Exercise brief:
Your task is to find every line of the data that holds the string "item" and copy it.

Extracted information:
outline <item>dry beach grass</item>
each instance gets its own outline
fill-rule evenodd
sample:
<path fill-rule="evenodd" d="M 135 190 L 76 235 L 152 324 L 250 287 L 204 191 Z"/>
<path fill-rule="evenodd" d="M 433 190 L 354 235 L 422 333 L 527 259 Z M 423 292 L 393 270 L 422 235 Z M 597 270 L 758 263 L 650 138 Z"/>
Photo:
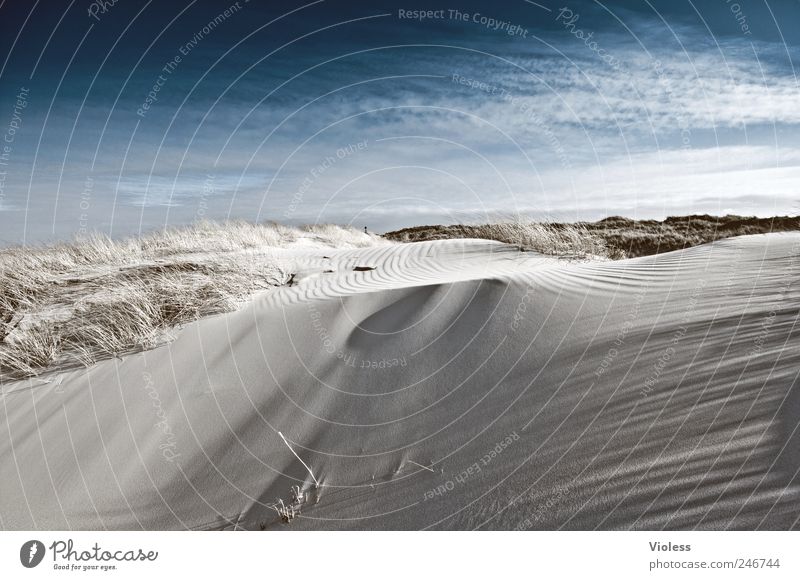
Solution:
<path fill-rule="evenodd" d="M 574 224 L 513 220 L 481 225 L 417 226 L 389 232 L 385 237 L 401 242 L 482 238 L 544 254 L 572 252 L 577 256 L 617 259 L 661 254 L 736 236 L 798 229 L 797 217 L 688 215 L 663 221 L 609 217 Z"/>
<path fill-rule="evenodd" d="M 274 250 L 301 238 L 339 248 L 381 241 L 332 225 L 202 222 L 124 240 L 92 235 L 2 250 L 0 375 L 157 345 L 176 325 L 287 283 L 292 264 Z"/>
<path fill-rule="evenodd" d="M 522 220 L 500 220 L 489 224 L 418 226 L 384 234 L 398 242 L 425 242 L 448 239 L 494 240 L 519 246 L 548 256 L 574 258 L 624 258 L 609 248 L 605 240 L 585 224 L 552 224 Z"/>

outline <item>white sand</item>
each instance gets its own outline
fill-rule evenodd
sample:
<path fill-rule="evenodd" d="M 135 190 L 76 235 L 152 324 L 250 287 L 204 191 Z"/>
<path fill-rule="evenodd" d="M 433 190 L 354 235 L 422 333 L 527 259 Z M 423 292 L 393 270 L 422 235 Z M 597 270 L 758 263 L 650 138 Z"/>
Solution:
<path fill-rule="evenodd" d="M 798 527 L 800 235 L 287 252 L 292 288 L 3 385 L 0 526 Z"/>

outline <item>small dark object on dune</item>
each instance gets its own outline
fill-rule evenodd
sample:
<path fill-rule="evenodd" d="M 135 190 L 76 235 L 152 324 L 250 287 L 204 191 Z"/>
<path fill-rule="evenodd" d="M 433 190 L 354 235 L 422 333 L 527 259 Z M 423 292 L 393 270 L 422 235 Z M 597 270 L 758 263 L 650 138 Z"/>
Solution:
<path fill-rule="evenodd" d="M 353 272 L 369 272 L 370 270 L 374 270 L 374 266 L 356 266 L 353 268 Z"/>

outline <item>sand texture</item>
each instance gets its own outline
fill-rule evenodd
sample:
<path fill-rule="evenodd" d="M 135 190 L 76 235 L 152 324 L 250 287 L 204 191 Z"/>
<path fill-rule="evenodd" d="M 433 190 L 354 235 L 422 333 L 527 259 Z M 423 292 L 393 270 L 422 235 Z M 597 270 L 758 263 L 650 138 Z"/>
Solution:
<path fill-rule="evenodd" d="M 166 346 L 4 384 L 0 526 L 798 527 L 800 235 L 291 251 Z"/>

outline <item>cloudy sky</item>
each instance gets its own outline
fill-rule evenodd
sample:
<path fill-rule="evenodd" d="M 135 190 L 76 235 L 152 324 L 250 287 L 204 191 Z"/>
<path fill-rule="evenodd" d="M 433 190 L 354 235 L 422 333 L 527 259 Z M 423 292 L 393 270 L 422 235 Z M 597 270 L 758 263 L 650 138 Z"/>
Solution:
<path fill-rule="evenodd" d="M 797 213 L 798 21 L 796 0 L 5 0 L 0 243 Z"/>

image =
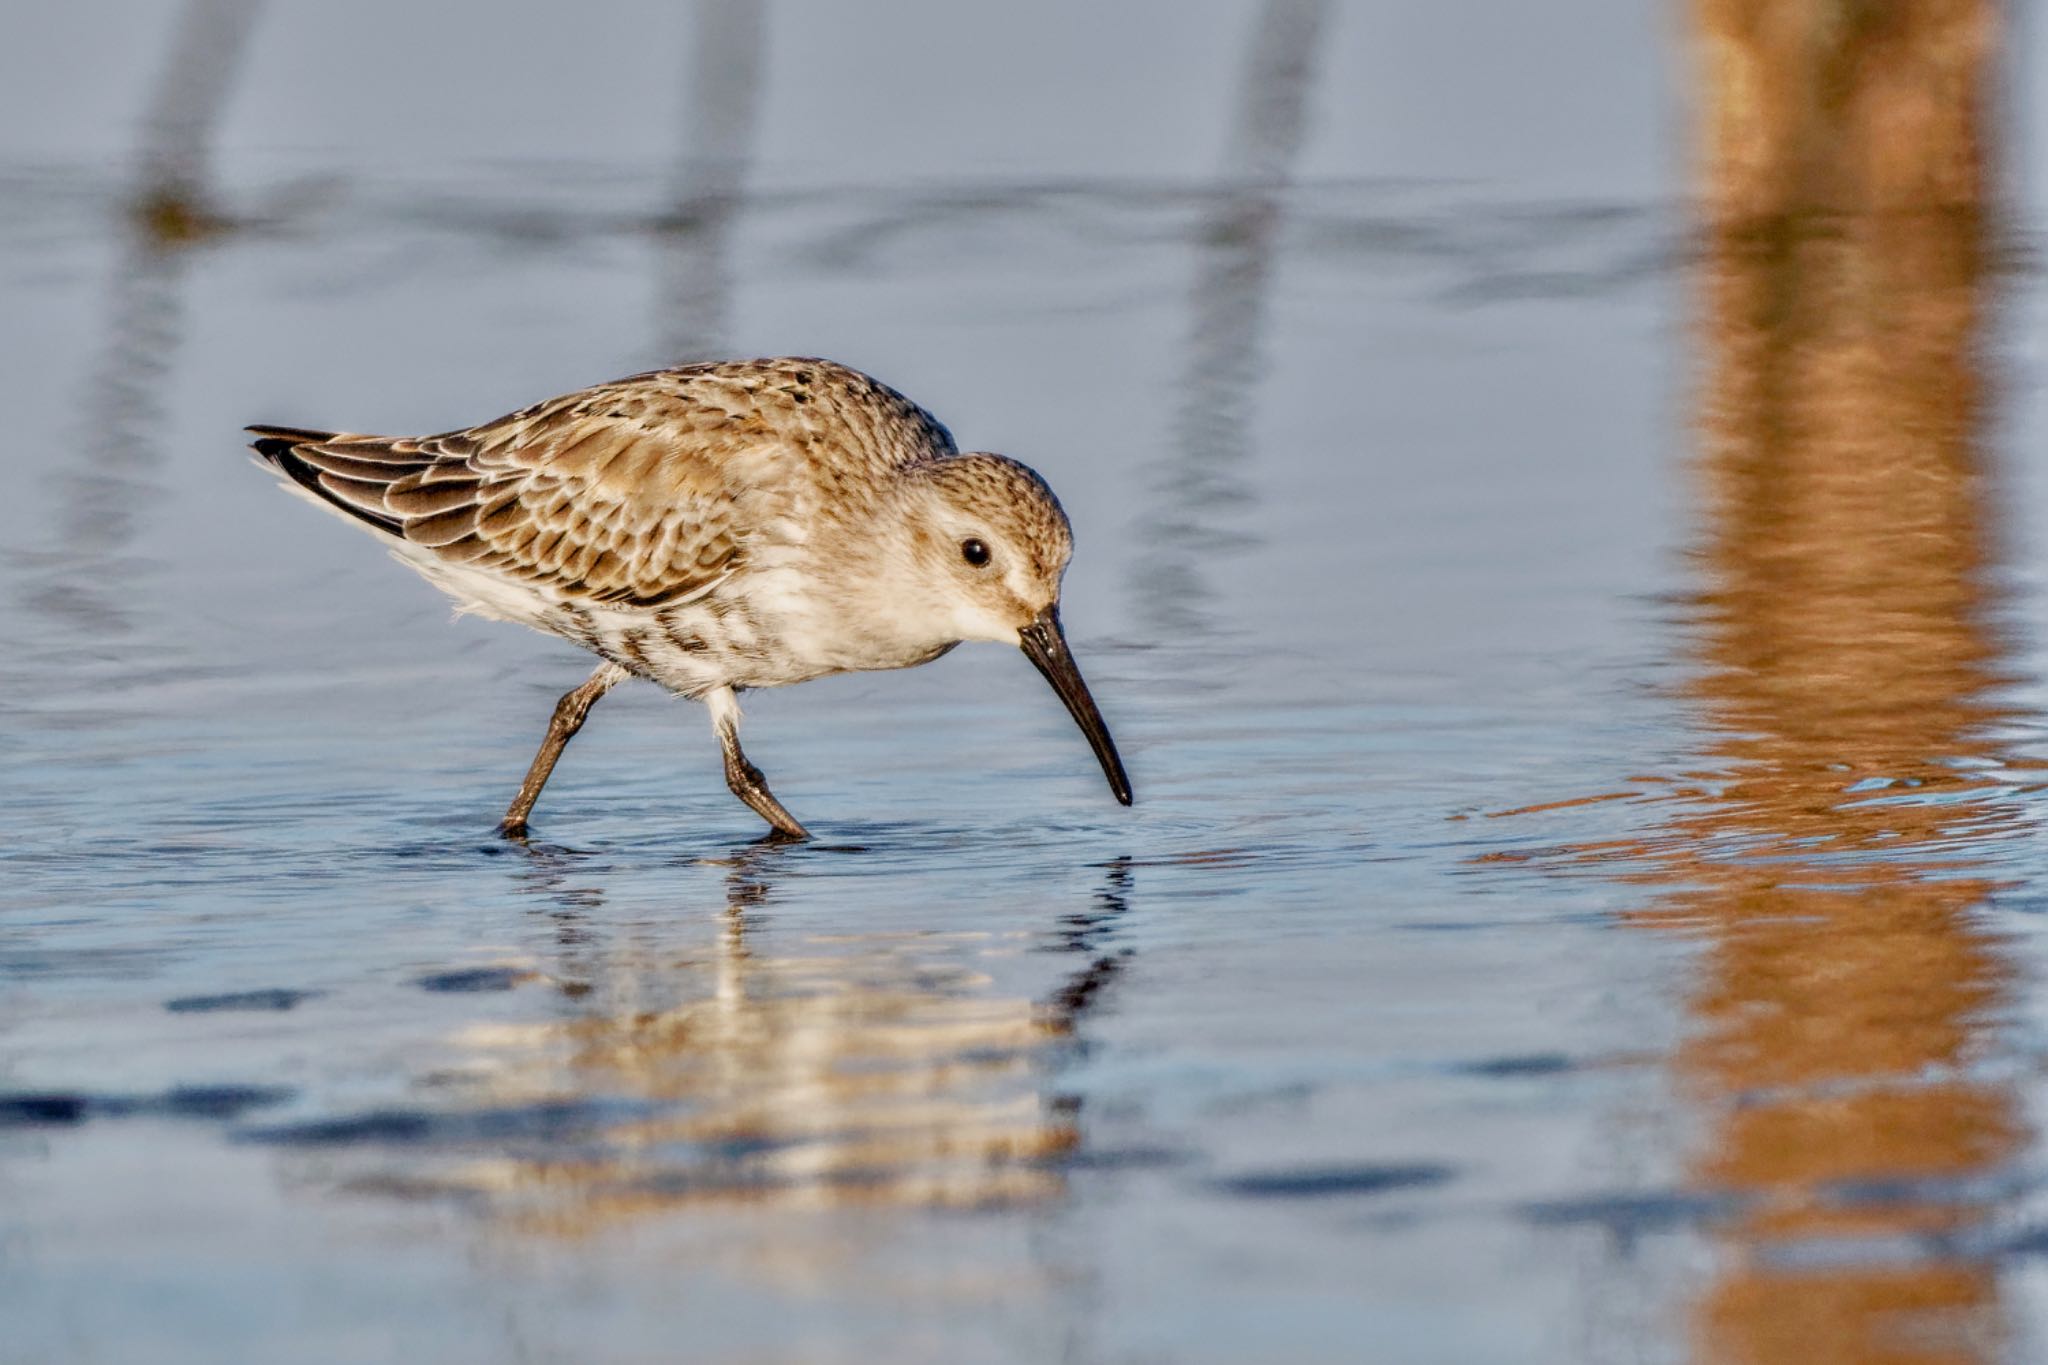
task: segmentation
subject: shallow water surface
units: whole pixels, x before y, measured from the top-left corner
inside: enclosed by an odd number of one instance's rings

Result:
outline <item>dry beach grass</item>
outline <item>white sand</item>
outline <item>small dark object on dune</item>
outline <item>sand texture</item>
outline <item>cloudy sky</item>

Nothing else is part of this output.